Supplied records:
■ ■ ■ ■ ■

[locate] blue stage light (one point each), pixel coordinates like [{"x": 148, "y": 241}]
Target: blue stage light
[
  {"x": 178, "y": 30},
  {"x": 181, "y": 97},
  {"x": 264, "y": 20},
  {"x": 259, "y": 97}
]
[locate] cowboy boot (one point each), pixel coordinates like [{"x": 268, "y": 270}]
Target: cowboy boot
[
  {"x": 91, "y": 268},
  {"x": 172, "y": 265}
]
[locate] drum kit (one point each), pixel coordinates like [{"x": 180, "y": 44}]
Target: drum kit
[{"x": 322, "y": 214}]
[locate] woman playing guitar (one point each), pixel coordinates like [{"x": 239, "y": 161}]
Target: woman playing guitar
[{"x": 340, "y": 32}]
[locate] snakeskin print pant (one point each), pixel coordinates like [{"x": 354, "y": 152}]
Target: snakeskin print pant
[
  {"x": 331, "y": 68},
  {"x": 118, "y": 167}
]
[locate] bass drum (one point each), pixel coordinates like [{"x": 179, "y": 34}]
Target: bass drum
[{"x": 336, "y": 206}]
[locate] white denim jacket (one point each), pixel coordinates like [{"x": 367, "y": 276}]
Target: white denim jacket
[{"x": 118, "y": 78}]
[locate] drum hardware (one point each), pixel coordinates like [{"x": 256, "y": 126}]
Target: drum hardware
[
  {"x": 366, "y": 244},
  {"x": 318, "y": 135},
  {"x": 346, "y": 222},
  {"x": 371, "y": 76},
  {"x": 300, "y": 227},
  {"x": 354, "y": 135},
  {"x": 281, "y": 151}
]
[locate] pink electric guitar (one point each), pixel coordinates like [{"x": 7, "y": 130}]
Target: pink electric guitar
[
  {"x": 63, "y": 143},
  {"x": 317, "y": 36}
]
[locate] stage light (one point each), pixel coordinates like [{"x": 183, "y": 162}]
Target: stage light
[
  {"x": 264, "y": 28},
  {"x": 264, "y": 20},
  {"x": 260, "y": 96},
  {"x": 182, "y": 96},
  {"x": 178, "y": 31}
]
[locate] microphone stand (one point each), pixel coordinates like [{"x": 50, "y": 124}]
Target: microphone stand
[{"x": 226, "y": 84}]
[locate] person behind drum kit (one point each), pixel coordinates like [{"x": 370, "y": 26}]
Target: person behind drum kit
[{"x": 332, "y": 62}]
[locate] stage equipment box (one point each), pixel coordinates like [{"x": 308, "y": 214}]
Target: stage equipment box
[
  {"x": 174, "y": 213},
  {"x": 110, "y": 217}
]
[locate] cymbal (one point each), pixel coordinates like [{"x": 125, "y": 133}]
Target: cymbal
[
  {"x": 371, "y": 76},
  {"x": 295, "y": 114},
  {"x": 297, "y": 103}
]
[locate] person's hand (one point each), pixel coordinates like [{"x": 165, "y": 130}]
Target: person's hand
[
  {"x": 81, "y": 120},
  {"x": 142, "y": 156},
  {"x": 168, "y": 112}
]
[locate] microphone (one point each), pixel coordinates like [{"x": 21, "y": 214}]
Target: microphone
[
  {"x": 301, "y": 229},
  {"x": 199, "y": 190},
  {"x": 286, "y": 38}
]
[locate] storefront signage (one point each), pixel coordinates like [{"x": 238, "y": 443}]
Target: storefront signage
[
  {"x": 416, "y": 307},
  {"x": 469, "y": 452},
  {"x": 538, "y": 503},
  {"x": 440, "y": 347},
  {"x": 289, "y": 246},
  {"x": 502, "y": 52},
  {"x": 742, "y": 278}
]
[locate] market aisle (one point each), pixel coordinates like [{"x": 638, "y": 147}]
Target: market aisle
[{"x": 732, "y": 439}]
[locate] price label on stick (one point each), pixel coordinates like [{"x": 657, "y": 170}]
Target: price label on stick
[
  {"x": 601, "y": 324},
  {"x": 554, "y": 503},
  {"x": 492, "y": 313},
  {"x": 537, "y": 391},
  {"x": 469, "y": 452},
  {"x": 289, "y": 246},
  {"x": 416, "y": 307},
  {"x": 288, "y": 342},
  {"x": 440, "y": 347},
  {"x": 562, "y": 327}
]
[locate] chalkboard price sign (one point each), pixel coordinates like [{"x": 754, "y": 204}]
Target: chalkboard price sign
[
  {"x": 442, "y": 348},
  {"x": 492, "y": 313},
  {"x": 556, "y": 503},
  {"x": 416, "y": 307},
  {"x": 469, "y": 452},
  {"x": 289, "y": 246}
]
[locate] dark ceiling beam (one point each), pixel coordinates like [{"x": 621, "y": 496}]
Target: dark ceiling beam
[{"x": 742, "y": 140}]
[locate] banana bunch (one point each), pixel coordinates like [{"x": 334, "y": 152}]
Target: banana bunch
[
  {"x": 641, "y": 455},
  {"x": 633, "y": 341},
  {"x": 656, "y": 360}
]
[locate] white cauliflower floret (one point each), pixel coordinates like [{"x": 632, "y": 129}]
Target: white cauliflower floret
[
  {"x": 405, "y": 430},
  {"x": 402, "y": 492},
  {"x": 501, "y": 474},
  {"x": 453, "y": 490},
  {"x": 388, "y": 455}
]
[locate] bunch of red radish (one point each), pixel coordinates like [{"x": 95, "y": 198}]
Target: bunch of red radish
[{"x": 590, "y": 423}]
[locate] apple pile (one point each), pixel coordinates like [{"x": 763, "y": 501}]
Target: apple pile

■ ■ ■ ■ ■

Given task:
Lay out every line of the rows above as a Markdown table with two columns, Number and Line. Number each line and leave out blank lines.

Answer to the exercise:
| Number | Line |
|---|---|
| 1 | [locate] blue stage light (one point each), pixel coordinates like [{"x": 148, "y": 241}] |
| 2 | Target: blue stage light |
| 3 | [ |
| 4 |   {"x": 178, "y": 30}, |
| 5 |   {"x": 181, "y": 97}, |
| 6 |   {"x": 264, "y": 20}, |
| 7 |   {"x": 259, "y": 97} |
| 8 | ] |
| 9 | [locate] cowboy boot (one point each), pixel coordinates like [{"x": 268, "y": 270}] |
| 10 | Target: cowboy boot |
| 11 | [ |
| 12 |   {"x": 91, "y": 268}, |
| 13 |   {"x": 172, "y": 265} |
| 14 | ] |
| 15 | [locate] drum kit (one point each), pixel coordinates like [{"x": 180, "y": 44}] |
| 16 | Target: drum kit |
| 17 | [{"x": 322, "y": 214}] |
| 18 | [locate] woman playing guitar (one point each), pixel coordinates like [{"x": 239, "y": 161}] |
| 19 | Target: woman playing guitar |
| 20 | [{"x": 340, "y": 32}] |
| 21 | [locate] snakeskin print pant (one point each), pixel coordinates like [{"x": 354, "y": 152}] |
| 22 | Target: snakeskin print pant |
| 23 | [ |
| 24 |   {"x": 331, "y": 68}, |
| 25 |   {"x": 118, "y": 167} |
| 26 | ] |
| 27 | [locate] bass drum (one point each), pixel coordinates like [{"x": 179, "y": 34}] |
| 28 | Target: bass drum |
| 29 | [{"x": 336, "y": 206}] |
| 30 | [locate] white denim jacket (one point each), pixel coordinates like [{"x": 367, "y": 276}] |
| 31 | Target: white denim jacket |
| 32 | [{"x": 118, "y": 78}] |
| 33 | [locate] drum hardware (one point each), pixel coordinates like [{"x": 256, "y": 126}] |
| 34 | Target: drum hardware |
| 35 | [ |
| 36 |   {"x": 366, "y": 244}, |
| 37 |   {"x": 318, "y": 135}, |
| 38 |   {"x": 346, "y": 222}, |
| 39 |   {"x": 371, "y": 76}, |
| 40 |   {"x": 300, "y": 227}, |
| 41 |   {"x": 354, "y": 135}, |
| 42 |   {"x": 281, "y": 151} |
| 43 | ] |
| 44 | [locate] pink electric guitar (one point each), pixel coordinates like [{"x": 7, "y": 130}] |
| 45 | Target: pink electric guitar |
| 46 | [ |
| 47 |   {"x": 63, "y": 143}, |
| 48 |   {"x": 317, "y": 36} |
| 49 | ] |
| 50 | [locate] stage light (one point each), pixel coordinates like [{"x": 183, "y": 162}] |
| 51 | Target: stage light |
| 52 | [ |
| 53 |   {"x": 264, "y": 28}, |
| 54 |   {"x": 264, "y": 20}, |
| 55 |   {"x": 260, "y": 96}, |
| 56 |   {"x": 182, "y": 96}, |
| 57 |   {"x": 178, "y": 31} |
| 58 | ] |
| 59 | [locate] microphone stand (one point each), pixel coordinates like [{"x": 50, "y": 124}] |
| 60 | Target: microphone stand |
| 61 | [{"x": 226, "y": 84}] |
| 62 | [locate] person behind drum kit (one point each), pixel coordinates like [{"x": 370, "y": 26}] |
| 63 | Target: person behind drum kit |
| 64 | [{"x": 332, "y": 62}] |
| 65 | [locate] stage equipment box (one point each), pixel coordinates like [{"x": 308, "y": 214}] |
| 66 | Target: stage equipment box |
| 67 | [ |
| 68 |   {"x": 174, "y": 213}, |
| 69 |   {"x": 110, "y": 217} |
| 70 | ] |
| 71 | [locate] cymbal (one point each), pixel coordinates like [{"x": 125, "y": 133}] |
| 72 | Target: cymbal |
| 73 | [ |
| 74 |   {"x": 371, "y": 76}, |
| 75 |   {"x": 295, "y": 114}, |
| 76 |   {"x": 297, "y": 103} |
| 77 | ] |
| 78 | [locate] person's hand (one point each), pixel coordinates like [{"x": 165, "y": 130}] |
| 79 | Target: person's hand |
| 80 | [ |
| 81 |   {"x": 81, "y": 120}, |
| 82 |   {"x": 142, "y": 156}, |
| 83 |   {"x": 168, "y": 112} |
| 84 | ] |
| 85 | [locate] microphone (one point each), pixel coordinates like [{"x": 21, "y": 214}] |
| 86 | Target: microphone |
| 87 | [ |
| 88 |   {"x": 301, "y": 229}, |
| 89 |   {"x": 199, "y": 190}, |
| 90 |   {"x": 286, "y": 38} |
| 91 | ] |
| 92 | [locate] storefront signage (one point each), pixel coordinates like [{"x": 238, "y": 443}] |
| 93 | Target: storefront signage |
| 94 | [ |
| 95 |   {"x": 416, "y": 307}, |
| 96 |   {"x": 469, "y": 452}, |
| 97 |   {"x": 538, "y": 503}, |
| 98 |   {"x": 440, "y": 347}, |
| 99 |   {"x": 289, "y": 246}, |
| 100 |   {"x": 502, "y": 52}, |
| 101 |   {"x": 742, "y": 278} |
| 102 | ] |
| 103 | [locate] market aisle (one point each), pixel coordinates like [{"x": 638, "y": 147}] |
| 104 | Target: market aisle |
| 105 | [{"x": 732, "y": 439}] |
| 106 | [locate] price label on stick (one point each), pixel coordinates like [{"x": 657, "y": 170}] |
| 107 | Target: price label on stick |
| 108 | [ |
| 109 |   {"x": 601, "y": 324}, |
| 110 |   {"x": 554, "y": 503}, |
| 111 |   {"x": 492, "y": 313}, |
| 112 |   {"x": 537, "y": 391}, |
| 113 |   {"x": 469, "y": 452}, |
| 114 |   {"x": 289, "y": 246}, |
| 115 |   {"x": 416, "y": 307}, |
| 116 |   {"x": 288, "y": 342}, |
| 117 |   {"x": 440, "y": 347}, |
| 118 |   {"x": 562, "y": 327} |
| 119 | ] |
| 120 | [locate] chalkboard price sign (one point each), pixel coordinates like [{"x": 754, "y": 204}] |
| 121 | Target: chalkboard price sign |
| 122 | [ |
| 123 |   {"x": 442, "y": 348}, |
| 124 |   {"x": 492, "y": 313}, |
| 125 |   {"x": 556, "y": 503}, |
| 126 |   {"x": 416, "y": 307}, |
| 127 |   {"x": 469, "y": 452}, |
| 128 |   {"x": 289, "y": 246} |
| 129 | ] |
| 130 | [locate] dark ceiling beam (one point each), pixel coordinates like [{"x": 621, "y": 496}] |
| 131 | Target: dark ceiling beam |
| 132 | [{"x": 742, "y": 140}] |
| 133 | [locate] banana bunch (one point each), pixel coordinates like [{"x": 334, "y": 152}] |
| 134 | Target: banana bunch |
| 135 | [ |
| 136 |   {"x": 641, "y": 455}, |
| 137 |   {"x": 633, "y": 341}, |
| 138 |   {"x": 656, "y": 360} |
| 139 | ] |
| 140 | [locate] white cauliflower floret (one point each), pixel coordinates like [{"x": 632, "y": 129}] |
| 141 | Target: white cauliflower floret |
| 142 | [ |
| 143 |   {"x": 405, "y": 430}, |
| 144 |   {"x": 402, "y": 492}, |
| 145 |   {"x": 501, "y": 474}, |
| 146 |   {"x": 453, "y": 490}, |
| 147 |   {"x": 388, "y": 455} |
| 148 | ] |
| 149 | [locate] bunch of red radish (one point each), pixel coordinates like [{"x": 95, "y": 198}] |
| 150 | Target: bunch of red radish |
| 151 | [{"x": 590, "y": 423}] |
| 152 | [locate] apple pile (one point each), pixel coordinates like [{"x": 763, "y": 501}] |
| 153 | Target: apple pile |